Direction 1
Explain in one to three sentences why the Die Hard article says John McClane ends up at Nakatomi Plaza.
Direction 2
Report every line of the records that contains the string "roof".

Page
──────────

Why ‘Die Hard’ is the best Christmas movie ever
Alert! Spoilers Ahead for All Two of You Who Haven’t Seen It!
Any time you claim something is the “Best ___ EVAR,” there’s bound to be some backlash. It’s no better, worse even, when the blank-filler up there is “Christmas movie.” Defenders of It’s a Wonderful Life might find themselves pitted against pro-Charlie Brown Christmas-ers and A Christmas Carol lovers in the eggnog-fueled drunken brawl to beat ‘em all.
Luckily, there is one definitive Christmas movie to rule them all. The title of Most Awesome Holiday Flick Ever goes, hands-down, to Die Hard.
“What?” I’ve heard before. “That’s not even a Christmas movie!” Au contraire (which is French for, “nuh uh baby”), the entire reason Bruce Willis’ John McClane winds up at Nakatomi Plaza just in time to foil the slick Alan Rickman — er, Hans Gruber and his Germanic thieves with German accents that are very believable and German, is because he wants to see his family for Christmas. He’s in the building to meet his estranged wife in a nice, neutral location that just happens to have $640 billion deep in its basement.
The holiday’s barely noticeable relation to the plot is but one of its pluses. If you’re a Jewish kid who can’t find anything on TV that doesn’t remind you how much you suck, you might be able to find the one station that put ass-kicking and exploding buildings on with a wink. It’s got widespread appeal, meaning it’s enjoyable at any time of the year. Try saying that about Fred Claus.
After all, no matter when you’re seeing it, this is simply a damned fun movie to watch. Since it is centered around a Christmas party, you’ve got the perfect excuse to take a break from the stress of planning, cooking, shopping, fielding family, in-laws, and in-links, to sit back, relax, and watch a New York cop kick some serious bad guy ass.
This is the action movie that pioneered the modern action movie. And yet the sly, self-aware-without-being-too-smart-alecky way the movie pits McClane against Gruber offers a joy to the world that goes unmatched by serious holiday dramas and Michael Bay-style offerings alike. Bruce Willis was unknown as an action movie star before this role, mostly because he’d built his acting career as a comedian.

──────────

Data for this exercise
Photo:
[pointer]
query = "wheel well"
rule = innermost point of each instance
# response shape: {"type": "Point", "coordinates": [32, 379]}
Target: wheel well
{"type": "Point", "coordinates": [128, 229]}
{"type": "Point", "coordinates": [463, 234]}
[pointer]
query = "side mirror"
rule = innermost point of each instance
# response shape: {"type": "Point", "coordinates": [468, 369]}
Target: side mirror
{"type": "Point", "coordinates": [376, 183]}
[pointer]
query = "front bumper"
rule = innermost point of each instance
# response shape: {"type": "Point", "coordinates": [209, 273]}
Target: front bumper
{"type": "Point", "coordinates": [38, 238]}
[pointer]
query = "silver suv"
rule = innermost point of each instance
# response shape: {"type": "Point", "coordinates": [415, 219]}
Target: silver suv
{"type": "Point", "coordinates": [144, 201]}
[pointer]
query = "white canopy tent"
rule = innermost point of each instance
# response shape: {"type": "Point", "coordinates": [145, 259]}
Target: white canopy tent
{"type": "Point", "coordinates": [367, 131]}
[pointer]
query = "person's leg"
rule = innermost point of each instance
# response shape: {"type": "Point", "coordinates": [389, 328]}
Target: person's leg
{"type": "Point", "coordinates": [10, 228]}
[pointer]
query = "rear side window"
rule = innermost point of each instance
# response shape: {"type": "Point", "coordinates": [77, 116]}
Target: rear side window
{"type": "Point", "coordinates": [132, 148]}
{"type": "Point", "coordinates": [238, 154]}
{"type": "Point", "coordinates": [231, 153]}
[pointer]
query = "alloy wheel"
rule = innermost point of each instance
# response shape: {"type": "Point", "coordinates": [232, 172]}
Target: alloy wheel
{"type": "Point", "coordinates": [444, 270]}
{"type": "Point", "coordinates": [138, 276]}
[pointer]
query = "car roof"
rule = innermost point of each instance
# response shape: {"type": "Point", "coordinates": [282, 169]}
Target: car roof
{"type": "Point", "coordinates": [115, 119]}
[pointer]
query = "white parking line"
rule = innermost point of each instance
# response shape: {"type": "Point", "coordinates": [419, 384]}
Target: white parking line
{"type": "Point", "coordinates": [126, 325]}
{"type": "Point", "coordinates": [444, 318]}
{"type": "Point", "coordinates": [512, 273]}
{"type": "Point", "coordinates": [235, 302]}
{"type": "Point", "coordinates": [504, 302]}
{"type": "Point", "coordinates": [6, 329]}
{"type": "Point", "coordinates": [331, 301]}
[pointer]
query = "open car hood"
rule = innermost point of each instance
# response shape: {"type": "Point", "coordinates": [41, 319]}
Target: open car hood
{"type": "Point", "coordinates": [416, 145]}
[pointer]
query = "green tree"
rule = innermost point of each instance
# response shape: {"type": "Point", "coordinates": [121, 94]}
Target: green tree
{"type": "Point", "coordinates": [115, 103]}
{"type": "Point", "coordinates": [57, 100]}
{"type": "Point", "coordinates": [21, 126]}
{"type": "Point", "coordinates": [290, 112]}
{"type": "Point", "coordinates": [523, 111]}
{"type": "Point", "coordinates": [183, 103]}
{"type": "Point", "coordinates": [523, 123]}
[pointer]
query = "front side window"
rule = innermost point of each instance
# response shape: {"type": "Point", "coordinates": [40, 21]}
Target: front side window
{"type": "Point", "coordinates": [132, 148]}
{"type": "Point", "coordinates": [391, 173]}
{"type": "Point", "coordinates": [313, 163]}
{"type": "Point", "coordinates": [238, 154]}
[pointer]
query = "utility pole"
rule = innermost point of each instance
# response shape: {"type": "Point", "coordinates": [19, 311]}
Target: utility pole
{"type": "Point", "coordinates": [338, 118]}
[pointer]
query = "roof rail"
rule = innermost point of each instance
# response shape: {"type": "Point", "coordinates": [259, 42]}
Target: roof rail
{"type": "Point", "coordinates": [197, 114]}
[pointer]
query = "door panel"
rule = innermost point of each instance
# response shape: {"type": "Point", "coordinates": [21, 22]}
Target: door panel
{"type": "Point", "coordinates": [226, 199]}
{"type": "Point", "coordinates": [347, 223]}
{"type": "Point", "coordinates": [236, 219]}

──────────

Expected output 1
McClane goes there because he wants to see his family for Christmas. He is in the building to meet his estranged wife in a nice, neutral location.

Expected output 2
query = "car roof"
Target: car roof
query = "roof rail"
Target: roof rail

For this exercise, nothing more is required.